▶ Task directions:
The lines to copy are those in the listing that hold the word "approximate".

▶ Supplied records:
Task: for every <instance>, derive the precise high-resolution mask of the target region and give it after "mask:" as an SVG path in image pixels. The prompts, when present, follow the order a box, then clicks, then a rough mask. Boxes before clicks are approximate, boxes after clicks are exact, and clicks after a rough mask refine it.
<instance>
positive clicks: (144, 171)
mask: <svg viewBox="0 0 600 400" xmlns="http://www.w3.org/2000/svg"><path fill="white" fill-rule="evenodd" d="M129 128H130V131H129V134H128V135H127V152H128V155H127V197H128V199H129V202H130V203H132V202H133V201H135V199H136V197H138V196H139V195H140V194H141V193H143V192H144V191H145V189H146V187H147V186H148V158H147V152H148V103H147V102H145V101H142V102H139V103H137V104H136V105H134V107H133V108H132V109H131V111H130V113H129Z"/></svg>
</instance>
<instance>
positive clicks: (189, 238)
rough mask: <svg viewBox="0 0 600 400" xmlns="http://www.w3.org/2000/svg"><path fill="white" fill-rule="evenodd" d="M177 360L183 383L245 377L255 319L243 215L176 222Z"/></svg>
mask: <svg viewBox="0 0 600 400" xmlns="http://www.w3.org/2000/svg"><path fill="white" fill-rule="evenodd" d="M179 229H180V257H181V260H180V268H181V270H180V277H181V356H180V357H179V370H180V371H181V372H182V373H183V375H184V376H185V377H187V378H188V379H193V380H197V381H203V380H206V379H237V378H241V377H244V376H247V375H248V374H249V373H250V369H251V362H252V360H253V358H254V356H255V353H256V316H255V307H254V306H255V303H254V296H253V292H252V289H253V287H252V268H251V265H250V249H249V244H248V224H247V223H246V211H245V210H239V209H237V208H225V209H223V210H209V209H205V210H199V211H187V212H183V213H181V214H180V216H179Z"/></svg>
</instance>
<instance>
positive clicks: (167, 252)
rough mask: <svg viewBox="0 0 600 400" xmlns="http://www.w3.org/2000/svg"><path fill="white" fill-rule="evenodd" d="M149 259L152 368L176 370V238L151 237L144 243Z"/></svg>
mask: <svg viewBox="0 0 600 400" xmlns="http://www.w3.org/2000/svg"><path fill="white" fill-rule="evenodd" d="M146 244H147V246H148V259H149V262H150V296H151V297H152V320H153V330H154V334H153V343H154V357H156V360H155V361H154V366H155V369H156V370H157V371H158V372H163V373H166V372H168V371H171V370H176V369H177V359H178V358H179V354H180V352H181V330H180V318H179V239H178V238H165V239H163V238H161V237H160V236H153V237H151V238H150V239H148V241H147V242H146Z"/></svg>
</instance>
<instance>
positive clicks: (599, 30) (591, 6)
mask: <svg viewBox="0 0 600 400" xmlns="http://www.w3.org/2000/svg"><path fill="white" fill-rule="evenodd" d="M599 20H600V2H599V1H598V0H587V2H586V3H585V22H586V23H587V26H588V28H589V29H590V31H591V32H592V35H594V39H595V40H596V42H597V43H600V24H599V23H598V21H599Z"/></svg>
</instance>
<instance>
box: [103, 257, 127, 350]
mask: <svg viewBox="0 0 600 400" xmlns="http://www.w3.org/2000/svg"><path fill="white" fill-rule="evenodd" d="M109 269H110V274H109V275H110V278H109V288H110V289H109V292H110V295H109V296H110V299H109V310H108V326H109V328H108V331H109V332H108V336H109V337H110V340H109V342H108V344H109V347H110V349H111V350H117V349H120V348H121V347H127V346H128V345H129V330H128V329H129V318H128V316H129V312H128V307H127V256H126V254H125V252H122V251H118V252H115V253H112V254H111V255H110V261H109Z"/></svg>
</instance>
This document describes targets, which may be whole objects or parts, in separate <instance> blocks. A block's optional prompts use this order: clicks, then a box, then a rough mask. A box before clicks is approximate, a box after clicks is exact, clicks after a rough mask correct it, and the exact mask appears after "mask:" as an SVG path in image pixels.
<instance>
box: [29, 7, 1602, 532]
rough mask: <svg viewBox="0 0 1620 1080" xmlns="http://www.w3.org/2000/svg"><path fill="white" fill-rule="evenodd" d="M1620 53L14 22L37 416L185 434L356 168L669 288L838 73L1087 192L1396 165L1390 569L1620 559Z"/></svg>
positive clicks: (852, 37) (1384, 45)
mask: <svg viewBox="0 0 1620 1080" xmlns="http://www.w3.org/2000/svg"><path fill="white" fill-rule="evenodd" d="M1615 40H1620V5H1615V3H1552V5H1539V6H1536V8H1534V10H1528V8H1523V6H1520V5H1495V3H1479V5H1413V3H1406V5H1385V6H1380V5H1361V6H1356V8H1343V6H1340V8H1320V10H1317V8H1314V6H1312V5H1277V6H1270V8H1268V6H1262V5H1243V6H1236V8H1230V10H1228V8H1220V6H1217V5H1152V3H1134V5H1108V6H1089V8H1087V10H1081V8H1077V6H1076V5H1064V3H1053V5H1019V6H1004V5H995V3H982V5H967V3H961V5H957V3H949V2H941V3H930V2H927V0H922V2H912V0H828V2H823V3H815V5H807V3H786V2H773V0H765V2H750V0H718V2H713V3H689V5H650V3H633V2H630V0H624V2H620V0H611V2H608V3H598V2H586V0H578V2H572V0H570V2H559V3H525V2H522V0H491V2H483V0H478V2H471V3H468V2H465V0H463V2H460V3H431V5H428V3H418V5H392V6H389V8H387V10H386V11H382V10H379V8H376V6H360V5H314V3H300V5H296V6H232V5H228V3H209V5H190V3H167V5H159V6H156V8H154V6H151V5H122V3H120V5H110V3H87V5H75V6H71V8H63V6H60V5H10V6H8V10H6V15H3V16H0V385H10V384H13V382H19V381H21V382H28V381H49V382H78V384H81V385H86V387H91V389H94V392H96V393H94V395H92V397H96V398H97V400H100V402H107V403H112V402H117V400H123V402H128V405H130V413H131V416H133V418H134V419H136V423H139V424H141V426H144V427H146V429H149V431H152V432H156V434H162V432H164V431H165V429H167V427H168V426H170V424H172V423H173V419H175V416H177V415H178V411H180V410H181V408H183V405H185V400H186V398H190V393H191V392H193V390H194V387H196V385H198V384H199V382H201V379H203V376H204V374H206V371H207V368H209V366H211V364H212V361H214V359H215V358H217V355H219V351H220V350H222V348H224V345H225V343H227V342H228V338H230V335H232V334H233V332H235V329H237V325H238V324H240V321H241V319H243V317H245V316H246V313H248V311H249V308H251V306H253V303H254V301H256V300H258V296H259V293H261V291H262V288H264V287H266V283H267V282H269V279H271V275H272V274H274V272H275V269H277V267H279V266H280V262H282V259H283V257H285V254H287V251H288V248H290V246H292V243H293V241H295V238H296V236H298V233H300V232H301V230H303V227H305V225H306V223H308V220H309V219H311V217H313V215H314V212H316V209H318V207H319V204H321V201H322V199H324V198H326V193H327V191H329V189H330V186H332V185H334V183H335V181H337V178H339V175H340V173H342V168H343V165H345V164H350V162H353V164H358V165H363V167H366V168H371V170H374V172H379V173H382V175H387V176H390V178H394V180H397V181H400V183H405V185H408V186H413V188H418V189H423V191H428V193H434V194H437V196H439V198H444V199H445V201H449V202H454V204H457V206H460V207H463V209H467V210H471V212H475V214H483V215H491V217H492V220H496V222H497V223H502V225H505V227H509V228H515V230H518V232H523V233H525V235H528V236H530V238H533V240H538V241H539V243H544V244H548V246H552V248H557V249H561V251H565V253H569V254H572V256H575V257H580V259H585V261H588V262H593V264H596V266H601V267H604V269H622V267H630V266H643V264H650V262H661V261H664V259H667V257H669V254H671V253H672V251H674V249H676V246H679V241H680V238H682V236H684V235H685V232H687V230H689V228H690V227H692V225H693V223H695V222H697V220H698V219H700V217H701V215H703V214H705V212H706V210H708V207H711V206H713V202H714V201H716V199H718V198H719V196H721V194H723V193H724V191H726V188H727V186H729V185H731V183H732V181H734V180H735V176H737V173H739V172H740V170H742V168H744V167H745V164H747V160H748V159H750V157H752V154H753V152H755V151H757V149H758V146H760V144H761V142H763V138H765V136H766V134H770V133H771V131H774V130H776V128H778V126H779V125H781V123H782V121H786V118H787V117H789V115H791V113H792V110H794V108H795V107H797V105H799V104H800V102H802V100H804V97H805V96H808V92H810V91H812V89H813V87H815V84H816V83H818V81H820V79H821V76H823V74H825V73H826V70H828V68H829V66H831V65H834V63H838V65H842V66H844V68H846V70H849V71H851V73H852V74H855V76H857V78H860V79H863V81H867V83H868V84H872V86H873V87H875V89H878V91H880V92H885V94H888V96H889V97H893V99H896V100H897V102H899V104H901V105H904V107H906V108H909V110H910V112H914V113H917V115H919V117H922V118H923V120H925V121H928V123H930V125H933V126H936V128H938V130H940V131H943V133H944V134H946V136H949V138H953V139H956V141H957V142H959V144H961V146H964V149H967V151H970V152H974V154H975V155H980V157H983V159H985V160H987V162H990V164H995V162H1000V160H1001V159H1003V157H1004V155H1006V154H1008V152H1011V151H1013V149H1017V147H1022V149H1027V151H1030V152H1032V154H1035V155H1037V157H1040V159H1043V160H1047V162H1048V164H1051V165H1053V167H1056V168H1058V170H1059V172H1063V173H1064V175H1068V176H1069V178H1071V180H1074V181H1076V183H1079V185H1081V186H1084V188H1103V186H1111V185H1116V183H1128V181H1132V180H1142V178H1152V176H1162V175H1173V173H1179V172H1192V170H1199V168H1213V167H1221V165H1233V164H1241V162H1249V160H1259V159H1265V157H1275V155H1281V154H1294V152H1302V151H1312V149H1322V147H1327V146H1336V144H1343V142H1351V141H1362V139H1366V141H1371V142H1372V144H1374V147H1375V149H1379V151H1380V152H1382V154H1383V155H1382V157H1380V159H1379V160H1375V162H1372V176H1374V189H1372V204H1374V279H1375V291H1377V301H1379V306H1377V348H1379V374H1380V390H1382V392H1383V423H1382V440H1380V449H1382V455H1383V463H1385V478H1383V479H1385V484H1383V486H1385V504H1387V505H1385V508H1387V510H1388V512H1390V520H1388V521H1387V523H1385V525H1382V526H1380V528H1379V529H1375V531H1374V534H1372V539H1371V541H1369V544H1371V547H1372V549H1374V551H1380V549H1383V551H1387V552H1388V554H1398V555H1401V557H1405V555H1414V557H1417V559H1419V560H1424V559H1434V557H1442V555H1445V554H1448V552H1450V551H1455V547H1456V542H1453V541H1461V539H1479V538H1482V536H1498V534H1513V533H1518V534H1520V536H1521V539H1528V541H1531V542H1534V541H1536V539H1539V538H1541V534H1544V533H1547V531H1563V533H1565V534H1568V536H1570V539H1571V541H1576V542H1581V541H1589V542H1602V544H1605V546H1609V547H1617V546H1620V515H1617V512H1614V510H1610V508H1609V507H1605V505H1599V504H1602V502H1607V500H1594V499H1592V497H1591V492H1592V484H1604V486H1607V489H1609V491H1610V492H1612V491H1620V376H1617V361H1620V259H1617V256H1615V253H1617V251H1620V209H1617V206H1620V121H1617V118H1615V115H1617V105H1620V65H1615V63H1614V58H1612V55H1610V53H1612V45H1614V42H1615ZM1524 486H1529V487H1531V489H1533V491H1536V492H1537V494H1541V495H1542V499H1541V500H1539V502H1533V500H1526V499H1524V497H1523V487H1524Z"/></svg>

▶ Task output:
Task: for every <instance>, derive the precise high-resolution mask of the target region and give it after "mask:" as an SVG path in image pixels. The prompts, when present, follow the order a box, then clicks, then a rough mask. Boxes before clicks are approximate, boxes after clicks are exact, and clicks after a rough mask refine it.
This document describes targets, which may be whole objects or parts, in separate <instance> blocks. A block's optional prompts use this order: clicks, then a box, then a rough mask. A box before clicks is approximate, a box after clicks is exact, clicks after a rough mask correct it, and the exact mask appears after "mask:" as an SVG path in image pixels.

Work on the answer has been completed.